▸ **Records shown**
----------

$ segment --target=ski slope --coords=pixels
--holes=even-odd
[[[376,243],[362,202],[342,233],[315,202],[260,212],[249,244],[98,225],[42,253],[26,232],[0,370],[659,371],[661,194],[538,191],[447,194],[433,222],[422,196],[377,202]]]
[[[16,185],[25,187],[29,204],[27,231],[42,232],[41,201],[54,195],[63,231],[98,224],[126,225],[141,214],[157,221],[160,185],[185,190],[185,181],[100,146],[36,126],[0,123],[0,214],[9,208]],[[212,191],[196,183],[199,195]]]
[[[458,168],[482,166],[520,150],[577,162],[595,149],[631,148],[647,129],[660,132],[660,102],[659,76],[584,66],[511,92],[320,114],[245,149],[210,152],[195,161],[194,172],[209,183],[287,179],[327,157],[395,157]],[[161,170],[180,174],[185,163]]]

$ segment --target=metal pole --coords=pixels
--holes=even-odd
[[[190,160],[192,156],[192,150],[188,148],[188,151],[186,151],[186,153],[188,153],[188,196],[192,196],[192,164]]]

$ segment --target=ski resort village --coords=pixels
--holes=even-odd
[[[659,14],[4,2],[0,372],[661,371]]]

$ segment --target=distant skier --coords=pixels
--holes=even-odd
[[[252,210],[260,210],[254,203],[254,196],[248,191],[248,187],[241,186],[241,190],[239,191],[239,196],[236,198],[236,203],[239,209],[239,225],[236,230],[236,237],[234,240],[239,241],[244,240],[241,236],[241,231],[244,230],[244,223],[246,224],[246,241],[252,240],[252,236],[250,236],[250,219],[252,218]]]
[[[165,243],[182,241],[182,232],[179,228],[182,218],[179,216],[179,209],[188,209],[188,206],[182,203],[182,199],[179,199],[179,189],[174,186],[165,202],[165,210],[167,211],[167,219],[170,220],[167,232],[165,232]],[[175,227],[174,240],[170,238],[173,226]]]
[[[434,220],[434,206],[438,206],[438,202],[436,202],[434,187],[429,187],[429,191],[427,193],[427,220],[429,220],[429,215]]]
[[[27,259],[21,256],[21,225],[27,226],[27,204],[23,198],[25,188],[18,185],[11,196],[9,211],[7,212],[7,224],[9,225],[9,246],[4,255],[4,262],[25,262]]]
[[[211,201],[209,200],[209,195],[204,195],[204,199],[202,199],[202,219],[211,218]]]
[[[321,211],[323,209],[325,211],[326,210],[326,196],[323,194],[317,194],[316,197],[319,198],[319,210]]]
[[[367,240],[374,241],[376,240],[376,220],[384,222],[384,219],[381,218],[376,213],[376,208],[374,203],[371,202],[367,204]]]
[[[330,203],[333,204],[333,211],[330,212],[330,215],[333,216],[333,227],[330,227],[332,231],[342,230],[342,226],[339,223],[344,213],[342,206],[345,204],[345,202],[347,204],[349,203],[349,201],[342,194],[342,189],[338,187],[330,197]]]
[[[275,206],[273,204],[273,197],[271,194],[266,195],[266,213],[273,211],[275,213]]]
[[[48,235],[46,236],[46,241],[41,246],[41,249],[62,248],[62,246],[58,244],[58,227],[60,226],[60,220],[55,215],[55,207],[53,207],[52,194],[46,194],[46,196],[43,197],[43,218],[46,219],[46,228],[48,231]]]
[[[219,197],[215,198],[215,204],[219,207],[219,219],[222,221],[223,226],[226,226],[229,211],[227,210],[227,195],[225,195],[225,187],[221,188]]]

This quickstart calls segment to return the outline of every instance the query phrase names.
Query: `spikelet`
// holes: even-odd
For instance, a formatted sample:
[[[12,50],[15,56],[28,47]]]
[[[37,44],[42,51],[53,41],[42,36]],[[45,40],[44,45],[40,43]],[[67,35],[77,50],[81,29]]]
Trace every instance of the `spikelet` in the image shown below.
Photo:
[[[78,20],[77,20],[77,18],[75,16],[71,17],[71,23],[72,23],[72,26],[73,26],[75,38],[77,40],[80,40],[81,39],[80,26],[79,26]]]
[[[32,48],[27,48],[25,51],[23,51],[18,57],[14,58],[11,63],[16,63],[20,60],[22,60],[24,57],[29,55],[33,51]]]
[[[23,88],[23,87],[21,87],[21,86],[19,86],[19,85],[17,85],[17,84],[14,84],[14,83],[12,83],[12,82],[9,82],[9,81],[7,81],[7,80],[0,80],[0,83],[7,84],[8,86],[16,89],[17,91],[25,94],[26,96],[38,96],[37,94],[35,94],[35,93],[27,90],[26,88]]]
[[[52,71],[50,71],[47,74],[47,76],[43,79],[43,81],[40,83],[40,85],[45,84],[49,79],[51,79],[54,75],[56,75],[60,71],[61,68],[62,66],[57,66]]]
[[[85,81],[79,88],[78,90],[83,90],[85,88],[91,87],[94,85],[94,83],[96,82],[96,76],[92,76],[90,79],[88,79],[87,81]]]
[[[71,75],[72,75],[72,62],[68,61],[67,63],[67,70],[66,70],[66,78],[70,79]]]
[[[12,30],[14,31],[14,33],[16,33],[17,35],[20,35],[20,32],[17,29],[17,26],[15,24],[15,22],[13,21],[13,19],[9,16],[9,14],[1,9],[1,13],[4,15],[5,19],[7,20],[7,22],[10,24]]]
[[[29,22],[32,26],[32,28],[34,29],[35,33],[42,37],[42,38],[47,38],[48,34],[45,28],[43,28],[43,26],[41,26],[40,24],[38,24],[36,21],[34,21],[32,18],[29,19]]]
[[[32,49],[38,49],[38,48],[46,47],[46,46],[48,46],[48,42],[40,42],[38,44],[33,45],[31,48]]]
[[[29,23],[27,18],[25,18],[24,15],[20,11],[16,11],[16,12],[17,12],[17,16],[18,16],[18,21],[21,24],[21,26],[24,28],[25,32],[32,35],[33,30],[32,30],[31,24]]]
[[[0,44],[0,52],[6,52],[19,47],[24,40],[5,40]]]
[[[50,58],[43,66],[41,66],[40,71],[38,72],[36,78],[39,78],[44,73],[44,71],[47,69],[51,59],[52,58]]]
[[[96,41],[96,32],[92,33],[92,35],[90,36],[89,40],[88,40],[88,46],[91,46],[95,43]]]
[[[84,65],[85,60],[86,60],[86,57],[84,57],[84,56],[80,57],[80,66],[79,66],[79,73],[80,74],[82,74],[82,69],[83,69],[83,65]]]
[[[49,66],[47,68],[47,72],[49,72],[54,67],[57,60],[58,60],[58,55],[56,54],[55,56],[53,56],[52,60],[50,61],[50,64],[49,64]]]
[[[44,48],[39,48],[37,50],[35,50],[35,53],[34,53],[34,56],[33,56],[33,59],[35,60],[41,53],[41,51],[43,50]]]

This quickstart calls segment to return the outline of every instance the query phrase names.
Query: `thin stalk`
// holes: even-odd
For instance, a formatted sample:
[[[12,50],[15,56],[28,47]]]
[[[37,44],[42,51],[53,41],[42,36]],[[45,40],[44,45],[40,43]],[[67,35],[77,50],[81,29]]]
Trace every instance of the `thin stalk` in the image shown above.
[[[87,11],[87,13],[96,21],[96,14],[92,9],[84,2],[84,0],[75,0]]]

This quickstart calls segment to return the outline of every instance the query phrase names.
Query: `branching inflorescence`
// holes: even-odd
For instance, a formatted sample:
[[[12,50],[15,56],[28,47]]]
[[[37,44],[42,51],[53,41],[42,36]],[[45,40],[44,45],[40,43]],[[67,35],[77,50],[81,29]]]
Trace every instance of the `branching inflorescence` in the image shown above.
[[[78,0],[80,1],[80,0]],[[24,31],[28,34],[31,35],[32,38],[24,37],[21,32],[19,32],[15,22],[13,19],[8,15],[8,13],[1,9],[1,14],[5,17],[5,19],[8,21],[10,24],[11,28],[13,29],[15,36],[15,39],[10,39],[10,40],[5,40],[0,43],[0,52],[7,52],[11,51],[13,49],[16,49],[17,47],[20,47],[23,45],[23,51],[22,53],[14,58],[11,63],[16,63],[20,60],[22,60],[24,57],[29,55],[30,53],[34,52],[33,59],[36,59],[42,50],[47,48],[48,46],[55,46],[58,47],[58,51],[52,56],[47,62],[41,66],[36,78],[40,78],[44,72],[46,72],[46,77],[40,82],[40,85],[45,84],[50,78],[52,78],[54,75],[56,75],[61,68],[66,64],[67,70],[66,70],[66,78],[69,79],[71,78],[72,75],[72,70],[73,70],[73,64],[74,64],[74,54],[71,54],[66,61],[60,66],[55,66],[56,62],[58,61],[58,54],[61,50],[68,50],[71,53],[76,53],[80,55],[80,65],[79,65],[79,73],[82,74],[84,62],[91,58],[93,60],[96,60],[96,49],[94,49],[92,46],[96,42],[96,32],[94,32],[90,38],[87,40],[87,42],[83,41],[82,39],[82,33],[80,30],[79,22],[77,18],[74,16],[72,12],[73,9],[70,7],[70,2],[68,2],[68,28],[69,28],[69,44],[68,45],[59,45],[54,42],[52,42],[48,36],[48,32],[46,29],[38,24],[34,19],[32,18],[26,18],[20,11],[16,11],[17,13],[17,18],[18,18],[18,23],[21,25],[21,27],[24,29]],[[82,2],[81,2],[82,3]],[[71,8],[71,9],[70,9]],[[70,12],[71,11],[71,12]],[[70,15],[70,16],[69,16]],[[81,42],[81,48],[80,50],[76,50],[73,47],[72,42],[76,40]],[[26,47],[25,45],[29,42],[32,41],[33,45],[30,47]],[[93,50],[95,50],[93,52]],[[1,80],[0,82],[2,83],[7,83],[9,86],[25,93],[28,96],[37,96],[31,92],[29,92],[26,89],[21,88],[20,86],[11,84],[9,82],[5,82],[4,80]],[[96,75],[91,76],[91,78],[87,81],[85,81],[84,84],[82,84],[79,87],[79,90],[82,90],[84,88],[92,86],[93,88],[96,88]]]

----------

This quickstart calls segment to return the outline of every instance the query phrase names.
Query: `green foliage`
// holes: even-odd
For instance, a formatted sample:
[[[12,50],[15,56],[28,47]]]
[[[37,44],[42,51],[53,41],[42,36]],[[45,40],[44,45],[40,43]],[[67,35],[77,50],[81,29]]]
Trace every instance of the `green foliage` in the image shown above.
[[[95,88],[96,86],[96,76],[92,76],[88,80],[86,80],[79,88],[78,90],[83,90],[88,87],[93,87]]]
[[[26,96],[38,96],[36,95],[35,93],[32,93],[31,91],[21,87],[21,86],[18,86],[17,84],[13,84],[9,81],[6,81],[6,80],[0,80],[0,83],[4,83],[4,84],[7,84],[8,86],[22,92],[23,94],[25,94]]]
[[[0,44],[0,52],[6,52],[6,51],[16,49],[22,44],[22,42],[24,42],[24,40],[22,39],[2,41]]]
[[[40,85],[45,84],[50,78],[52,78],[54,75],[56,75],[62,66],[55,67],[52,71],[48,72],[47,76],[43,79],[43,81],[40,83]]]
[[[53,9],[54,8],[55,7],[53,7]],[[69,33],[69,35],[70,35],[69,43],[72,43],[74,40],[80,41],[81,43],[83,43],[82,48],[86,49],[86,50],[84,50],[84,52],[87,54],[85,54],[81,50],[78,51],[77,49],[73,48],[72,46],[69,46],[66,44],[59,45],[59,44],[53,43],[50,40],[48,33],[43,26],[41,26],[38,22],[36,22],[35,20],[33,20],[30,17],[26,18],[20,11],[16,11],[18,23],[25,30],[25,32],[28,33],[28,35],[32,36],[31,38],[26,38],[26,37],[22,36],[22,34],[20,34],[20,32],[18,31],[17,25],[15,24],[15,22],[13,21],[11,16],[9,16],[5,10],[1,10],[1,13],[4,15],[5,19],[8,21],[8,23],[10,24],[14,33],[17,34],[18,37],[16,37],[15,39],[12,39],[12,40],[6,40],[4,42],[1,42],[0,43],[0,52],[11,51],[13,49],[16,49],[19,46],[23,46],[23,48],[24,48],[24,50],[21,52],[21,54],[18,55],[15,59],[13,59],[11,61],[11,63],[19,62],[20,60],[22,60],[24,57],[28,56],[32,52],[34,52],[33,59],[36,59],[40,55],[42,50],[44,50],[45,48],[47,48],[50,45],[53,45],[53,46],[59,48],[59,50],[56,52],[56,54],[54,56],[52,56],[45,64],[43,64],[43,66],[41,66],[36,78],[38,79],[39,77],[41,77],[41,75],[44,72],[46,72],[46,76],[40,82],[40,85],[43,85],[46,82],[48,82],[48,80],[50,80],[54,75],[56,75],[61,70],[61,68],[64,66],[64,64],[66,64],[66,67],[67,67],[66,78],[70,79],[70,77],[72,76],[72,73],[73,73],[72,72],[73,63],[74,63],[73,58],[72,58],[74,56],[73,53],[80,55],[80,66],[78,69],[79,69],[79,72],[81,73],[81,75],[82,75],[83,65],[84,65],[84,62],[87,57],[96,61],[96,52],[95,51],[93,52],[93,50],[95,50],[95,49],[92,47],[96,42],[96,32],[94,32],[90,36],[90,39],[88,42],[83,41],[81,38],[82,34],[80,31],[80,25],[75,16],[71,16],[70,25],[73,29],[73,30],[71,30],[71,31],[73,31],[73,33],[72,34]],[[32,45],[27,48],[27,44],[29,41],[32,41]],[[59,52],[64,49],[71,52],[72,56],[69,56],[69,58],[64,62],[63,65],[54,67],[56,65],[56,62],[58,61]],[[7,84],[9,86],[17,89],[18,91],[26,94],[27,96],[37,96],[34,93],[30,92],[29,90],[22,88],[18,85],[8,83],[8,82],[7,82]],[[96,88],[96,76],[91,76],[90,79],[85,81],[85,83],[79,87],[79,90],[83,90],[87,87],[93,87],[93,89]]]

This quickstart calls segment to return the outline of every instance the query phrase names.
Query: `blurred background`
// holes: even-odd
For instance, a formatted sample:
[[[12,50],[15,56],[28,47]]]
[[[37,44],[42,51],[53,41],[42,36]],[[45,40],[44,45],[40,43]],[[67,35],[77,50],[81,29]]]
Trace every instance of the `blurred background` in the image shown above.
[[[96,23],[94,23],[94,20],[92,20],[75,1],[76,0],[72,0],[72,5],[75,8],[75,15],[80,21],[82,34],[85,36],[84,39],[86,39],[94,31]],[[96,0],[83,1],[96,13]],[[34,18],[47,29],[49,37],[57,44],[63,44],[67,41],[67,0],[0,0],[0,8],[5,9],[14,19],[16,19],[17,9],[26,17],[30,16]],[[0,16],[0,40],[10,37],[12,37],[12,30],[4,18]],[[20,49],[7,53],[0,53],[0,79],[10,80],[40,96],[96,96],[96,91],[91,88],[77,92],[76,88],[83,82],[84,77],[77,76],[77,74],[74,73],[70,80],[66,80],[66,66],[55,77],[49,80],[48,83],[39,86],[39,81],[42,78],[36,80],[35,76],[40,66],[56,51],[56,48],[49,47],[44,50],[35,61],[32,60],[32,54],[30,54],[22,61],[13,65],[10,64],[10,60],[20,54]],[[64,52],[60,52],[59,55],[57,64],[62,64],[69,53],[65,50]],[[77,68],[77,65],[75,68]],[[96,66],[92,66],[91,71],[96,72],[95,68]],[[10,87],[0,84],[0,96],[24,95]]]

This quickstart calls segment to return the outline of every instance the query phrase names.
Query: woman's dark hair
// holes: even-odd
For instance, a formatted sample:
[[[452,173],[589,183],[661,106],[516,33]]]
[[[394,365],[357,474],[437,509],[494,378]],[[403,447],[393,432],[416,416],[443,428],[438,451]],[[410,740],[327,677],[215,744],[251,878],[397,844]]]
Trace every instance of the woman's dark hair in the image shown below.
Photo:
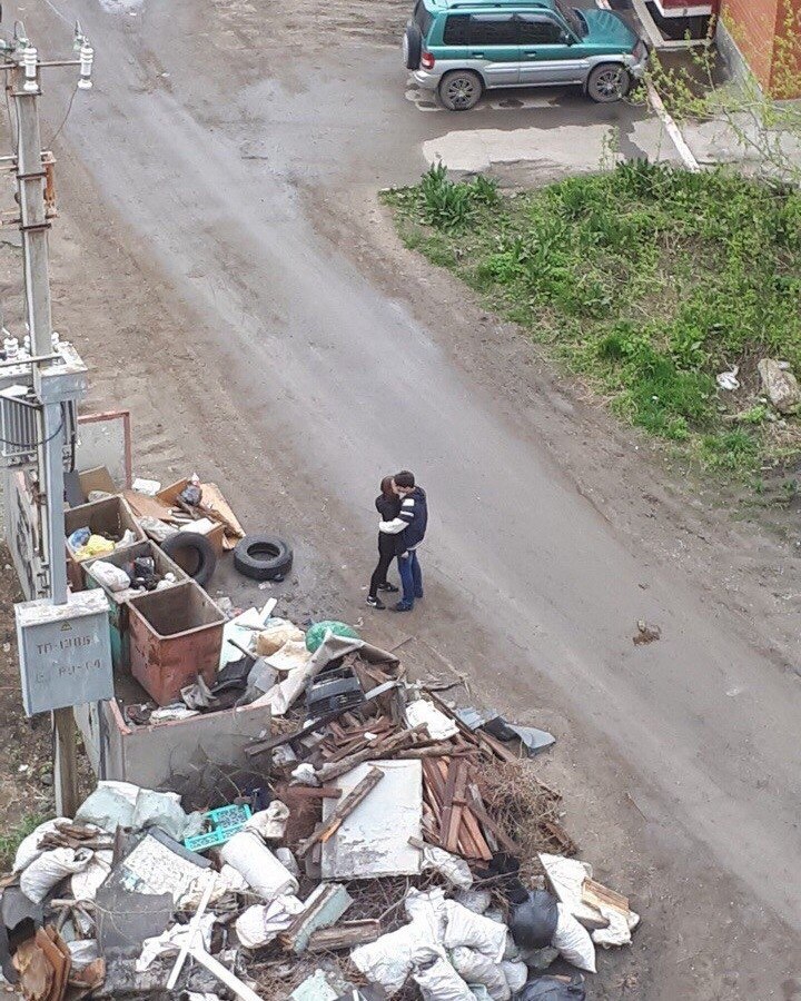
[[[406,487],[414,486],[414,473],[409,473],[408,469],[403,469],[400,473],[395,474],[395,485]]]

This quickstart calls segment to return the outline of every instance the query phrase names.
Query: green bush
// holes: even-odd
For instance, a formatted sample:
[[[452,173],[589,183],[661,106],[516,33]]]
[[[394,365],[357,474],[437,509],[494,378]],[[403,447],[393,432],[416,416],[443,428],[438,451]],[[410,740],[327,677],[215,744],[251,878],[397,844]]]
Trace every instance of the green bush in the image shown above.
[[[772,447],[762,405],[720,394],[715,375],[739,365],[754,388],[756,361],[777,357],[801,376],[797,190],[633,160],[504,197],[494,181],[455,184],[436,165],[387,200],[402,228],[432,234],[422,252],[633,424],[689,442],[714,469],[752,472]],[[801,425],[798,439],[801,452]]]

----------

▸ **Do this**
Show every line above that contains the word "pixels", copying each one in full.

▸ **Written response**
$ segment --target=ski slope --coords=pixels
$ segment --target=metal pole --coords=pixels
$ segment --target=ski resort village --coords=pixels
$ segment --target=distant skier --coords=pixels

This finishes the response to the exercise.